Document extract:

Some patients become so distressed while boarding that emergency staff have to put them in restraints or give them intramuscular injections. Patients may hurt themselves or lash out at those around them. In 2008, a woman fell out of her chair in a Brooklyn emergency department and died of a blood clot after waiting nearly 24 hours for a psychiatric bed.

Beyond the toll that boarding can have on individual patients, psychiatric boarding has a major impact on the health-care system at large. According to a 2014 survey, 91 percent of emergency physicians felt that psychiatric boarding led to harmful situations, such as violence or staff distractions. Boarding clogs up emergency departments and delays care for other patients as well.

Some argue that the practice should be outlawed. In 2014, the Washington State Supreme Court ruled that psychiatric boarding was illegal, citing failures to provide adequate care to patients with mental illness. Shortly after, Gov. Jay Inslee authorized $30 million to alleviate the problem, and the state added dozens of psychiatric hospital beds. But these efforts didn’t fully resolve the issue, based on reports that boarding continued in the state.

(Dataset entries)
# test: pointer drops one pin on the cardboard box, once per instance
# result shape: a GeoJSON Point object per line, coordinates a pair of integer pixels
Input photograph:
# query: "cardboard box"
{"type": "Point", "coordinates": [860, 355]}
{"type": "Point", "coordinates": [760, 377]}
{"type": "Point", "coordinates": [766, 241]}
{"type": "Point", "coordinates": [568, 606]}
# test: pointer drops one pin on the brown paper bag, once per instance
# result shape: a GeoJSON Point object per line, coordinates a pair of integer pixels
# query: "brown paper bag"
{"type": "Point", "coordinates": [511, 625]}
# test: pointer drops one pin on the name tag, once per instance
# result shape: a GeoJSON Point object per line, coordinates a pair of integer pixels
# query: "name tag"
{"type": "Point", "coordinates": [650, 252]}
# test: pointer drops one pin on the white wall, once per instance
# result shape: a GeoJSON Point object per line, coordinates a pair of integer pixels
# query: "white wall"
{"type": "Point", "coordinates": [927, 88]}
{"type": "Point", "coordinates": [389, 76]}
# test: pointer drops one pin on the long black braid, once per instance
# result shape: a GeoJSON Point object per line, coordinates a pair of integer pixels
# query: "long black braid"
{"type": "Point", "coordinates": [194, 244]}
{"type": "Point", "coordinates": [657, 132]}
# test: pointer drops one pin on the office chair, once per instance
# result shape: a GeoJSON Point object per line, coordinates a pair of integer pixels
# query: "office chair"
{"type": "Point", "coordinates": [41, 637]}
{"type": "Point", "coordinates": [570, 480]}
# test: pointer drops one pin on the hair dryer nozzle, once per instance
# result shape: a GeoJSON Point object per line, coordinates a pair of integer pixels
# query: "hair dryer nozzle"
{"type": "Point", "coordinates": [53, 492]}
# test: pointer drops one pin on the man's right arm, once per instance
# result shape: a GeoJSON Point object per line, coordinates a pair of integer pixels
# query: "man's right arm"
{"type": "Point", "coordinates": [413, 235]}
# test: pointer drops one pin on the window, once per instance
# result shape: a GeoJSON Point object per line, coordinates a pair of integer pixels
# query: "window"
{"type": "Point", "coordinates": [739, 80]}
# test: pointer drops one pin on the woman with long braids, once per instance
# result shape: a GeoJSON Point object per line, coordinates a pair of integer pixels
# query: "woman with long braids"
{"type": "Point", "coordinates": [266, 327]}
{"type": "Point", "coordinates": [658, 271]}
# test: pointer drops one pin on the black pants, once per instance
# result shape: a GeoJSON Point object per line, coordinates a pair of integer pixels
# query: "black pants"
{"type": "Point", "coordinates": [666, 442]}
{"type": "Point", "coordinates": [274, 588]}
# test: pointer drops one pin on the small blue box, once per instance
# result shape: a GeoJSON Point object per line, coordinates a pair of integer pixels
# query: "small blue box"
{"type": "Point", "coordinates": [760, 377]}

Task to complete: Pick up the passage on psychiatric boarding after its last sentence and continue it.

Task result:
Psychiatric boarding has also faced legal challenges in places such as New Hampshire and South Carolina. Meanwhile, medical organizations and health-policy analysts are scrambling to address what all acknowledge is a major problem.

Increasing the number of psychiatric hospital beds may seem like an obvious solution; however, it’s logistically challenging and, as seen in Washington state, might not completely fix the problem. In particular, adding new beds costs money, which may not be feasible when many mental health services are already underfunded. Calls for more comprehensive community mental-health services face similar hurdles.

Another approach is to use existing psychiatric beds in more efficient ways. The Centers for Medicare and Medicaid Services recently changed its policies to allow payments for Medicaid patients to receive short-term treatment in certain mental-health facilities. Such reforms might speed up discharge planning for patients who are already hospitalized and may help find beds for patients who may otherwise have been stuck in emergency departments with limited options.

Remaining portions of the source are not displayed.